Here the requirement is to repeat every record exactly, in full.

┌─ DATA EXCERPTS

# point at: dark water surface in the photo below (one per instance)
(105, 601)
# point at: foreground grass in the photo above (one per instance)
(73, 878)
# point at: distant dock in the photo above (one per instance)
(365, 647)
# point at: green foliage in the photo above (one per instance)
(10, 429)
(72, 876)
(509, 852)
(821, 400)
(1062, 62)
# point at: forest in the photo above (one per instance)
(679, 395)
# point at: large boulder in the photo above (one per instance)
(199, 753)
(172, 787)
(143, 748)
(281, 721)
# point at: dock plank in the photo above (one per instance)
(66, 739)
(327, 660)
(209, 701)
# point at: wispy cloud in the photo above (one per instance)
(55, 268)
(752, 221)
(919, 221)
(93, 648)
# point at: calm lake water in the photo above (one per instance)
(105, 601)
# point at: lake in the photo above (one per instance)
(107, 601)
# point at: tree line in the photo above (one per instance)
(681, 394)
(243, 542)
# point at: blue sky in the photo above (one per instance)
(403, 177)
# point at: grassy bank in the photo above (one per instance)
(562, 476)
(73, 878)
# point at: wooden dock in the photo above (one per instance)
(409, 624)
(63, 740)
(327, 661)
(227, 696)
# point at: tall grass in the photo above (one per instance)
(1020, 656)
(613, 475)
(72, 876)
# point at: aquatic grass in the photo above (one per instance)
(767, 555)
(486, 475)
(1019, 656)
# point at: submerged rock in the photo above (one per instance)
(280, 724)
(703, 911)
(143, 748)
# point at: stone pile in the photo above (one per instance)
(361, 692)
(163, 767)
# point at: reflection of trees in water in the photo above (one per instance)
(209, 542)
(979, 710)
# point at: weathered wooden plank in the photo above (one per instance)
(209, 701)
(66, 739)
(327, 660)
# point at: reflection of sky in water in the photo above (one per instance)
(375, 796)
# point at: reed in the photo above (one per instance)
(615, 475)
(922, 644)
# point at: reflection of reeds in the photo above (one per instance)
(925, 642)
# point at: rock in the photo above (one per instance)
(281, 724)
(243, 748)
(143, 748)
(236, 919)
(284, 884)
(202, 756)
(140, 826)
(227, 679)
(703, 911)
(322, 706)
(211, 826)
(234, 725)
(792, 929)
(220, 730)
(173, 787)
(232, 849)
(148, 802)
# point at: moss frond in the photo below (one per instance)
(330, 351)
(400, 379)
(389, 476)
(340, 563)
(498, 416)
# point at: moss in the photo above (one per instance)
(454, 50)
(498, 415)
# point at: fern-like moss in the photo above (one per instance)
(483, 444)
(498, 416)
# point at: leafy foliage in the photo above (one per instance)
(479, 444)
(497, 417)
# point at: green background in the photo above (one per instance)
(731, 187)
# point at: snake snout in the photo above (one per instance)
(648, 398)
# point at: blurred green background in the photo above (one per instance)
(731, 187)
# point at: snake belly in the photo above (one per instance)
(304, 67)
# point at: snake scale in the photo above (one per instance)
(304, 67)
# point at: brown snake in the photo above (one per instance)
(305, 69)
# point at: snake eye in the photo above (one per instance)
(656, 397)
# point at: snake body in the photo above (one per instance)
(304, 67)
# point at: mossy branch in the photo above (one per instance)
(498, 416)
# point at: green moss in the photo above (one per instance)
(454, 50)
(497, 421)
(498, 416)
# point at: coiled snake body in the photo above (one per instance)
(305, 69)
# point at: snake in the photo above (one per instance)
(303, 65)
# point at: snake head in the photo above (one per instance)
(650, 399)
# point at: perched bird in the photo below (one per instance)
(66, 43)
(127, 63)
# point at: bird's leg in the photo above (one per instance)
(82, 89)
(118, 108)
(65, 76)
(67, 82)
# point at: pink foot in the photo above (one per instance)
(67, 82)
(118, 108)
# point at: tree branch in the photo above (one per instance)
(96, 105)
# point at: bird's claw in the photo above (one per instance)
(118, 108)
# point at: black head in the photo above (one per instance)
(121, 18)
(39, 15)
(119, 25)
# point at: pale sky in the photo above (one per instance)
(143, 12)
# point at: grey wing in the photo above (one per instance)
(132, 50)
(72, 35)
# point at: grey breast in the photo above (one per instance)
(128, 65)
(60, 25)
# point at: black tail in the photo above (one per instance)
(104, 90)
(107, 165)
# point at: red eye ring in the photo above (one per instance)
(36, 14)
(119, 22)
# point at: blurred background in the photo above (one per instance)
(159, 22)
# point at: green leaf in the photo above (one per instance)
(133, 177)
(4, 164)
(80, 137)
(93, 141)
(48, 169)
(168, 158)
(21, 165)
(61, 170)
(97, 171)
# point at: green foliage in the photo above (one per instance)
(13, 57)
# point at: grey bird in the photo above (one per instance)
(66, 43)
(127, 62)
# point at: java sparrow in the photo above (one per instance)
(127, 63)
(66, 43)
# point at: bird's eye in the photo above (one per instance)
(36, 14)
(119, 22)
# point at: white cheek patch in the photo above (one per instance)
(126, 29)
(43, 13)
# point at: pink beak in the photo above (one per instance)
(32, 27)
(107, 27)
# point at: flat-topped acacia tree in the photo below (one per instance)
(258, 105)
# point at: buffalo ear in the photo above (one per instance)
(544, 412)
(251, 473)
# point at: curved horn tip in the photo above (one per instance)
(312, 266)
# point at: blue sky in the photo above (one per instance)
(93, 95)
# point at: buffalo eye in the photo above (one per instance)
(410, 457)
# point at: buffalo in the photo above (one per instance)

└─

**COMPLETED TASK:**
# point at: dark water surface in the photo below (one per instance)
(105, 601)
# point at: foreground grass in the photo above (one per instance)
(73, 878)
# point at: distant dock in the photo above (one per instance)
(365, 647)
# point at: green foliage in the photo above (one per instance)
(10, 429)
(72, 876)
(509, 852)
(821, 400)
(1062, 62)
# point at: forest in the photo above (one per instance)
(679, 395)
# point at: large boulder in the photo above (one per instance)
(199, 753)
(172, 787)
(143, 748)
(281, 721)
# point at: dock plank in the photo above (one per instance)
(66, 739)
(327, 660)
(209, 701)
# point at: wispy cloud in the photo above (one per instance)
(55, 268)
(752, 221)
(919, 221)
(93, 648)
# point at: calm lake water in the photo above (one per instance)
(105, 601)
# point at: lake in the photo above (one per instance)
(107, 601)
# point at: tree line in the photo above (one per instance)
(681, 394)
(243, 542)
# point at: blue sky in the photo above (one per instance)
(403, 177)
# point at: grassy bank in the photo above (one per instance)
(562, 476)
(73, 878)
# point at: wooden dock in the photo above (one per instance)
(409, 624)
(63, 740)
(327, 661)
(227, 696)
# point at: tall grass in the photo above (one per instance)
(1020, 656)
(613, 475)
(72, 876)
# point at: aquatic grass in the photo above (one per instance)
(767, 555)
(486, 475)
(1019, 656)
# point at: submerged rock in the photo above (one per instance)
(280, 724)
(703, 911)
(143, 748)
# point at: stone pile in the photo above (one per instance)
(361, 692)
(163, 767)
# point at: reflection of trees in water in the photo above (one per instance)
(209, 542)
(979, 710)
# point at: weathered wooden plank in the photo above (one per instance)
(209, 701)
(66, 739)
(327, 660)
# point at: reflection of sky in water in the photo above (one per instance)
(375, 796)
# point at: reed in the photo above (one per instance)
(615, 475)
(922, 644)
# point at: reflection of reeds in the photo above (one per instance)
(925, 642)
# point at: rock in the photo above (one per instance)
(281, 724)
(243, 748)
(143, 748)
(236, 919)
(284, 884)
(202, 756)
(140, 826)
(227, 679)
(703, 911)
(322, 706)
(211, 826)
(234, 725)
(792, 929)
(220, 730)
(173, 787)
(232, 849)
(148, 802)
# point at: moss frond in the photo below (one per instance)
(330, 351)
(400, 379)
(389, 476)
(340, 563)
(498, 416)
# point at: moss in the photo above (one per instance)
(454, 50)
(498, 415)
# point at: fern-like moss in the photo above (one per instance)
(483, 444)
(498, 416)
# point at: leafy foliage in the photo above (one per instance)
(479, 444)
(497, 417)
# point at: green background in the photo above (one per instance)
(731, 187)
# point at: snake snout in the photo above (one per instance)
(648, 398)
# point at: blurred green background in the photo above (one per instance)
(731, 187)
# point at: snake belly in the photo above (one per instance)
(304, 67)
# point at: snake scale in the photo above (one per instance)
(304, 67)
# point at: brown snake in the photo above (one per instance)
(305, 69)
# point at: snake eye in the photo above (one per instance)
(656, 397)
# point at: snake body in the photo above (one per instance)
(304, 67)
# point at: mossy branch in the photo above (one per instance)
(498, 416)
# point at: green moss in the photo above (one per instance)
(454, 50)
(497, 421)
(498, 416)
# point at: coiled snake body in the photo above (one per instance)
(305, 69)
# point at: snake in the photo above (one per instance)
(303, 65)
# point at: snake head in the photo above (one per instance)
(650, 399)
# point at: perched bird in the photo below (one per instance)
(66, 43)
(127, 63)
# point at: bird's leg in the photo above (one per instance)
(82, 89)
(118, 108)
(65, 76)
(67, 82)
# point at: pink foot in the photo above (one per instance)
(67, 82)
(118, 108)
# point at: tree branch in the photo above (one per instance)
(96, 105)
# point at: bird's claw in the photo above (one per instance)
(118, 108)
# point at: black head in the photo above (one per instance)
(121, 18)
(39, 15)
(119, 25)
# point at: pale sky in the photo above (one per instance)
(143, 12)
# point at: grey wing in the photo above (one per instance)
(132, 50)
(72, 35)
# point at: grey breast in the photo above (one per instance)
(128, 65)
(60, 25)
# point at: black tail in the photo above (one per instance)
(104, 90)
(107, 165)
# point at: red eye ring in the photo above (one per instance)
(36, 14)
(119, 22)
# point at: blurred background in the photo above (one per instance)
(159, 22)
# point at: green leaf in the photo above (one per instance)
(133, 177)
(4, 164)
(80, 137)
(93, 141)
(48, 169)
(168, 158)
(21, 165)
(61, 170)
(97, 171)
# point at: green foliage in the photo above (one per instance)
(13, 57)
# point at: grey bird in the photo above (one per instance)
(66, 43)
(127, 62)
# point at: java sparrow in the photo above (one per instance)
(127, 63)
(66, 43)
# point at: bird's eye in the photo above (one per instance)
(36, 14)
(119, 22)
# point at: white cheek patch in the photo above (one per instance)
(126, 29)
(43, 13)
# point at: pink beak in the photo above (one per instance)
(32, 27)
(107, 27)
# point at: flat-topped acacia tree in the photo below (one per instance)
(258, 105)
# point at: buffalo ear in the photo above (one per instance)
(544, 412)
(251, 473)
# point at: curved horn tip in the photo above (one per instance)
(312, 266)
# point at: blue sky in the photo above (one per instance)
(93, 95)
# point at: buffalo eye in the photo above (one per instance)
(410, 457)
# point at: buffalo in the photo above (one per instance)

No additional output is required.